TO DO. Collect every line of the material below that contains the string "truck", treating uppercase and lowercase as different.

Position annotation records
┏━━
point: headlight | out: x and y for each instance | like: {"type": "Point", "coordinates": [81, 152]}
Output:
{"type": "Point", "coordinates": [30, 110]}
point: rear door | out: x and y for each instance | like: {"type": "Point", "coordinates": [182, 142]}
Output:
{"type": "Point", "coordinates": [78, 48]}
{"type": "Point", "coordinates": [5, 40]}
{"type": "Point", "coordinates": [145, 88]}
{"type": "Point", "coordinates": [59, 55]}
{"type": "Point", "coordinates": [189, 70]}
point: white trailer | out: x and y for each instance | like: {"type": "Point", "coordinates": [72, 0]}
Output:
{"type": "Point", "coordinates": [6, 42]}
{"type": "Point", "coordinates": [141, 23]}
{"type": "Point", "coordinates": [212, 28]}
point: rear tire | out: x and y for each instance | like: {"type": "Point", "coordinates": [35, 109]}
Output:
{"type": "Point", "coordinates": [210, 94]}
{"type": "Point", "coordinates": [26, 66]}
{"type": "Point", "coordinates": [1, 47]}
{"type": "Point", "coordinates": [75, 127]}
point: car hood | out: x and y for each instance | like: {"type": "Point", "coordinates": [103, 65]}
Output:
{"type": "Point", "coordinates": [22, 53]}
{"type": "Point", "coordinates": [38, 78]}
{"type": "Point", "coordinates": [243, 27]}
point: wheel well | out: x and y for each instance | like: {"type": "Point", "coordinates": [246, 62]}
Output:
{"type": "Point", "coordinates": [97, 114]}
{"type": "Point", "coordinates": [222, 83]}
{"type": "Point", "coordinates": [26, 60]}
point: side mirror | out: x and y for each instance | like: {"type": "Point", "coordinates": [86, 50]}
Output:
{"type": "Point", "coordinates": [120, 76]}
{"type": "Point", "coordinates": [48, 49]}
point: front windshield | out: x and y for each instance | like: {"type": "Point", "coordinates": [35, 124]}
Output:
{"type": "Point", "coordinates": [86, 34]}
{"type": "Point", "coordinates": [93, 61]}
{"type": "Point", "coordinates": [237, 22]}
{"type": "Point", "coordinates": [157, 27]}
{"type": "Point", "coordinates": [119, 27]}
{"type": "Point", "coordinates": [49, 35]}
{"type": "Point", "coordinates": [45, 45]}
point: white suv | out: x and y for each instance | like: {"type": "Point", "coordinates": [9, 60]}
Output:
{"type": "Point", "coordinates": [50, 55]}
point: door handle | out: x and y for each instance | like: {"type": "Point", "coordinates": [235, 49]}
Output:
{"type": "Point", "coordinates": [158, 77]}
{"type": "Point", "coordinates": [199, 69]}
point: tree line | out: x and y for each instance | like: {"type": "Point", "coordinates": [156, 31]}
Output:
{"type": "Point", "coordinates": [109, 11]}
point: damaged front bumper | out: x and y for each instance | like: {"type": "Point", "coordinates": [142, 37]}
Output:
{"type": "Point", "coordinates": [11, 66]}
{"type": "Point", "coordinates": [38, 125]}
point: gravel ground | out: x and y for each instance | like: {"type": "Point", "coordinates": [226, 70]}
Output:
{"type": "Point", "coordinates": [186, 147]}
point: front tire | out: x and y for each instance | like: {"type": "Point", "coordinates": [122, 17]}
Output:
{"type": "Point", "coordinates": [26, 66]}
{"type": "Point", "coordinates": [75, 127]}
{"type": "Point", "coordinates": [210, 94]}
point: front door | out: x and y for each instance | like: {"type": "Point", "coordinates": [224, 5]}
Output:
┗━━
┏━━
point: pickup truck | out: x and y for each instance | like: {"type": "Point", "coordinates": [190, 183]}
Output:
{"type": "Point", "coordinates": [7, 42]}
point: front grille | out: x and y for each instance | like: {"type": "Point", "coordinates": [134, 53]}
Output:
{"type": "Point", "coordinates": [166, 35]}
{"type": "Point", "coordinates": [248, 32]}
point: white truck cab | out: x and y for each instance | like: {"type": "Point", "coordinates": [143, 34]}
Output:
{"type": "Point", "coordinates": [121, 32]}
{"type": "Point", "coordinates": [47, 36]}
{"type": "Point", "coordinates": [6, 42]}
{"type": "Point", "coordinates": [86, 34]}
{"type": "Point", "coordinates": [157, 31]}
┗━━
SOLUTION TO THIS PROBLEM.
point: pickup truck | out: x and y for each instance | like: {"type": "Point", "coordinates": [190, 183]}
point: white truck cab | out: x and y for each instance | like: {"type": "Point", "coordinates": [143, 34]}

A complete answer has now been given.